- [Suas tarefas]:
(A) Altere a entrevista com o advogado tributarista, reproduzindo-a de "Participei da comissão" até "do governo federal).", inclusive, com "liminar" substituído por "decisão provisória".
(B) Dê prosseguimento à entrevista com o advogado tributarista a partir da última frase apresentada.

- [Trecho do texto]:

▽

Advogado tributarista de Cachoeiro encerra seu mandato de três anos com conselheiro federal da OAB


Foto: Divulgação

Tendo encerrado em fevereiro seus três anos de mandato como conselheiro federal da Ordem dos Advogados do Brasil (OAB), o advogado tributarista Henrique Tavares (que sempre viveu em Cachoeiro de Itapemirim) concede esta entrevista exclusiva ao jornal Fato, em que apresenta detalhes da sua atuação e fala da importância do Sul do estado ter conselheiros federais e dos desafios atuais da advocacia brasileira.

 

"Nesses últimos três anos, a vida no Brasil foi bastante complicada no aspecto político, e nós participamos disso diretamente"

 

FATO - Salvo engano, você foi o único advogado atuante no Sul do Espírito Santo a participar do conselheiro federal da OAB além de Atílio Vivacqua, que presidiu a ordem entre 1952 e 1954 (depois de ter sido seu secretário por muitos anos).

Henrique Tavares - Isso já tornou a participação interessante por si. É uma experiência muito especial, bem diferente da rotina, porque o conselho federal, além de exercer a função de órgão máximo da OAB, é uma entidade da sociedade civil que participa de vários movimentos nacionais relevantes. Por exemplo, nesses últimos três anos, a vida no Brasil foi bastante complicada no aspecto político, e nós participamos disso diretamente. A OAB apresentou dois pedidos de impeachment de presidentes da República. Também apresentou, logo no início do nosso mandato, denúncia em face do então presidente da Câmara dos Deputados, Eduardo Cunha (o que inclusive o levou a realizar investidas contra a OAB). A experiência de estar em Brasília dentro de uma organização assim dá a dimensão tanto da força da OAB, quanto de como funciona o Poder Judiciário em Brasília.

 

Além de atuar com conselheiro federal, você também participou de alguma comissão nacional específica da ordem, simultaneamente?

Participei da comissão nacional de estudos tributários, que nesse período teve conquistas importantes. Um exemplo é a liminar (em vigor até hoje) que impede uma cobrança que os governadores desejavam (mas seria inviável para as micro e pequenas empresas), determinando o recolhimento de ICMS no estado de origem e no estado de destino de uma compra, conhecido como Difal. Ora, é inviável para as empresas do Simples conhecerem as regras de ICMS para cada estado. Empresas de todo o Brasil ganham com essa medida, de cuja produção nós participamos diretamente, enquanto membros da Comissão Nacional de Direito Tributário da OAB. Além disso, a comissão promoveu eventos importantes para discutir e promover a Reforma Tributária (que, infelizmente, não está entre as prioridades do governo federal).

△

- [Dados disponíveis]:
▽

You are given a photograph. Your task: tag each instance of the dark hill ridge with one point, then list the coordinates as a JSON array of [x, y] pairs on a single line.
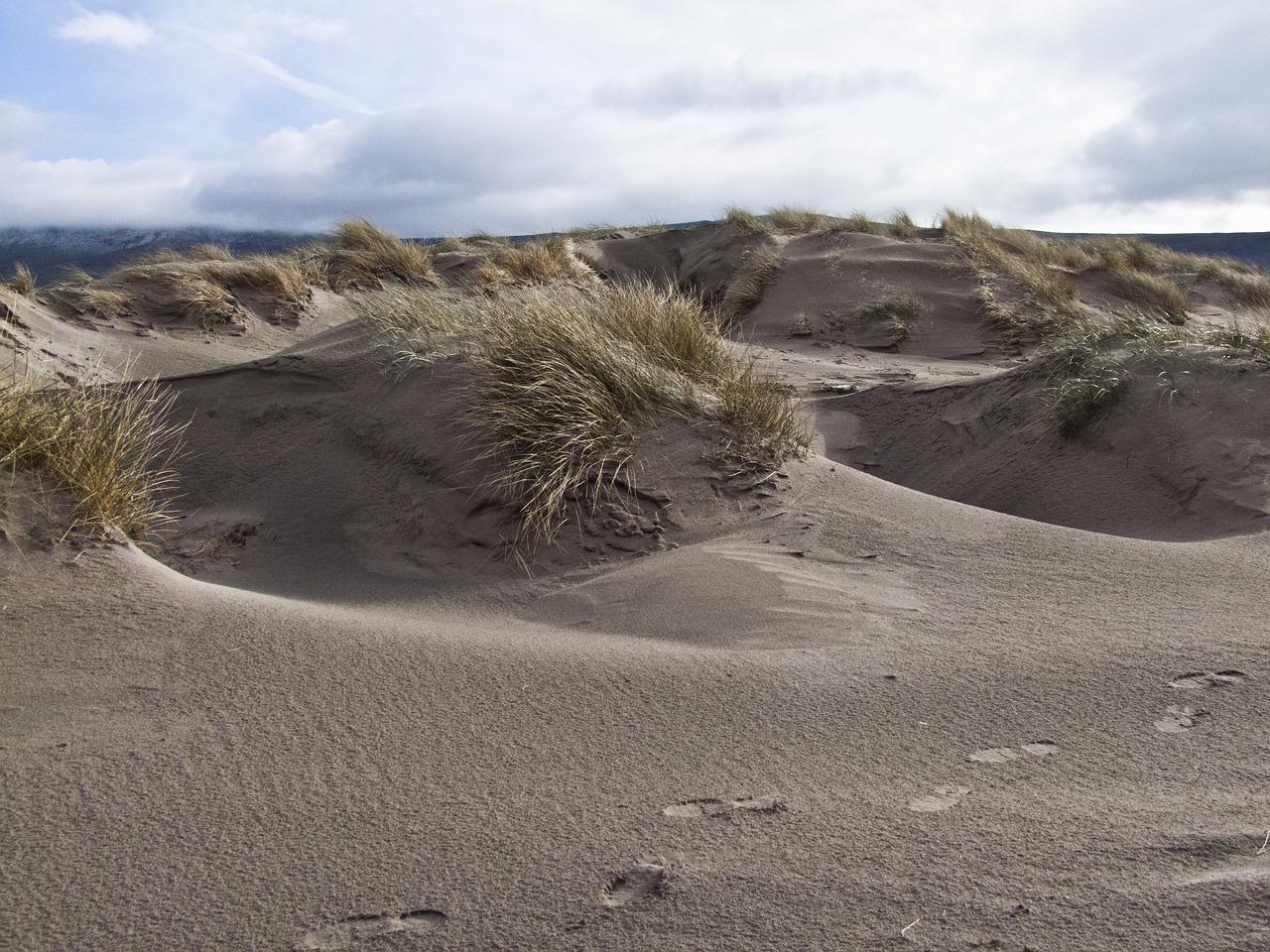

△

- [Respostas por tarefa]:
(A)
Participei da comissão nacional de estudos tributários, que nesse período teve conquistas importantes. Um exemplo é a decisão provisória (em vigor até hoje) que impede uma cobrança que os governadores desejavam (mas seria inviável para as micro e pequenas empresas), determinando o recolhimento de ICMS no estado de origem e no estado de destino de uma compra, conhecido como Difal. Ora, é inviável para as empresas do Simples conhecerem as regras de ICMS para cada estado. Empresas de todo o Brasil ganham com essa medida, de cuja produção nós participamos diretamente, enquanto membros da Comissão Nacional de Direito Tributário da OAB. Além disso, a comissão promoveu eventos importantes para discutir e promover a Reforma Tributária (que, infelizmente, não está entre as prioridades do governo federal).

(B)
Você compôs mesas de eventos nacionais da OAB sobre a reforma tributária.

Sim, mas também participei de outra comissão, a segunda câmara de processo ético disciplinar, que é o que recebe e analisa denúncias sobre o código de ética da OAB, em nível nacional, o que nos permite conhecer melhor também a atuação dos advogados por todo o Brasil, sejam grandes ou pequenos escritórios, sejam em grandes capitais ou em cidades menores.

 

No plenário do Conselho Federal da OAB, você atuava como suplente ou como titular?

Atuava como titular nas vacâncias, porque tínhamos uma regra interna de rodízio. Na votação sobre o impeachment da presidente Dilma Roussef eu não participei, mas na votação do pedido de impeachment do presidente Michel Temer eu votei representando a OAB/ES, ao lado do então presidente Homero Mafra.

 

E porque era importante para você ser conselheiro federal da OAB?

Eu nunca tinha mirado isso, de fato. Mas já era conselheiro estadual da OAB havia seis anos, atuando também como presidente da comissão estadual de Estudos Tributários havia quatro anos. Então, quando houve a composição da chapa para a nova eleição, em 2015, decidiram que uma das vagas para conselheiro federal seria para Cachoeiro de Itapemirim e aí meu nome surgiu entre as lideranças, também devido aos então mais de dez anos de atuação do escritório de que sou sócio (o Tavares e Giro Advocacia) no estado como um todo, sempre tendo como base o Sul do estado. Felizmente, também tive condições de aceitar essa oportunidade única.

 

Antes disso, como conselheiro estadual e membro da comissão de Estudos Tributários da OAB/ES, houve conquistas importantes para a sociedade?

Sim, como o que passou a permitir a defesa dos contribuintes, representados pelos seus advogados, ainda na primeira instância da Receita Federal. Foi uma vitória da Comissão Estadual de Estudos Tributários que acabou tendo impacto nacional, tendo sido noticiada até pelo jornal Valor Econômico. Foi decorrente, é verdade, de um movimento nacional das comissões estaduais de direito tributário, mas efetivamente foi a comissão capixaba que obteve essa vitória, por meio de uma liminar.

 

Como é atuar em uma comissão nacional de um tema tão complexo quanto o direito tributário brasileiro?

Um grande desafio. Exige uma dedicação de tempo grande. A comissão é composta por muitos professores universitários renomados, juristas. Então, para dar um voto,  é preciso estar muito bem fundamentado, tecnicamente. Daí que também foi uma grande oportunidade ter sido ainda representante do Conselho Federal da OAB na formulação das provas da OAB para a área de Direito Tributário.

 

Do ponto de vista do que interessa à sua atuação profissional como advogado (e também dos clientes da sua sociedade de advogados), que relevância tem você ter atuado esses três anos como conselheiro federal?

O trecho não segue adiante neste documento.